*Your instructions*. Copy every record below word for word, leaving out the pictures.
BEGIN Task material
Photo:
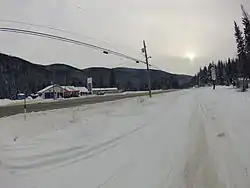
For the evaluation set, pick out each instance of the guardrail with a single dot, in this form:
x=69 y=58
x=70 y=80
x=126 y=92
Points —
x=10 y=110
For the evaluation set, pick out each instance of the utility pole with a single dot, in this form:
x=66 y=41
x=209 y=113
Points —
x=144 y=50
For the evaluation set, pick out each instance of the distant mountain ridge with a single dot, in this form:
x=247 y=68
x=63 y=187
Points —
x=18 y=75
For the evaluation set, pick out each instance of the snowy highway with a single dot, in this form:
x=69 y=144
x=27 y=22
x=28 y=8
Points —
x=197 y=138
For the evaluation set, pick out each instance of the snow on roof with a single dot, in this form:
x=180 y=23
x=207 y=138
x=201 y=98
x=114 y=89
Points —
x=82 y=89
x=70 y=88
x=47 y=88
x=105 y=89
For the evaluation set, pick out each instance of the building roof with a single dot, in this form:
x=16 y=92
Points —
x=105 y=89
x=48 y=87
x=82 y=89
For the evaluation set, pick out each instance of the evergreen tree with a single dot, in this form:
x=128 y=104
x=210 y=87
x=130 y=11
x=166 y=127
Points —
x=246 y=24
x=241 y=51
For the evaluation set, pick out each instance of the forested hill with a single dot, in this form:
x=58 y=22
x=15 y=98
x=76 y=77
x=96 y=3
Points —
x=18 y=75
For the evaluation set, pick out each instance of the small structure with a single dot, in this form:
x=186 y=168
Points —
x=56 y=91
x=53 y=91
x=82 y=90
x=105 y=90
x=70 y=91
x=21 y=96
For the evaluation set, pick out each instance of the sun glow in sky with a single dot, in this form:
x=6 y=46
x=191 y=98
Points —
END Task material
*Solution to the exercise*.
Photo:
For the evaluation set, pick out each instance of the guardrail with a single dot, in this form:
x=69 y=58
x=70 y=80
x=126 y=92
Points —
x=10 y=110
For the evaluation set, pick out each instance of the utility pole with a single dot, in this form:
x=66 y=41
x=209 y=113
Points —
x=144 y=50
For the evaluation set, pick out each instance of the distant mountain ridge with a single dot, in this form:
x=247 y=68
x=63 y=187
Points —
x=18 y=75
For the evaluation set, pick out each instance of the snowy highway with a single dot, in this form:
x=69 y=144
x=27 y=22
x=28 y=8
Points —
x=197 y=138
For the evaluation set, pick out each instance of the snow on roof with a single dot, in this form:
x=180 y=23
x=207 y=138
x=201 y=98
x=114 y=89
Points —
x=82 y=89
x=70 y=88
x=47 y=88
x=105 y=89
For the evaluation set, pick out each instance of the building roof with a single dot, in this form:
x=16 y=92
Points —
x=105 y=89
x=48 y=87
x=82 y=89
For the evaluation set, pick out each instance of the evergreen tree with a single dot, in this form:
x=128 y=104
x=210 y=87
x=130 y=11
x=166 y=127
Points —
x=246 y=24
x=241 y=51
For the evaluation set, pick out each instance of the forested hill with a single dot, in this form:
x=58 y=22
x=15 y=98
x=76 y=77
x=96 y=3
Points —
x=18 y=75
For the evaluation set, pick out each instance of the small structure with a single dot, in this form:
x=186 y=168
Points —
x=56 y=91
x=53 y=91
x=82 y=90
x=105 y=90
x=70 y=91
x=21 y=96
For the evaluation set, pick out each instance of the sun glow in sky with a single dot, in this form:
x=6 y=46
x=191 y=98
Points —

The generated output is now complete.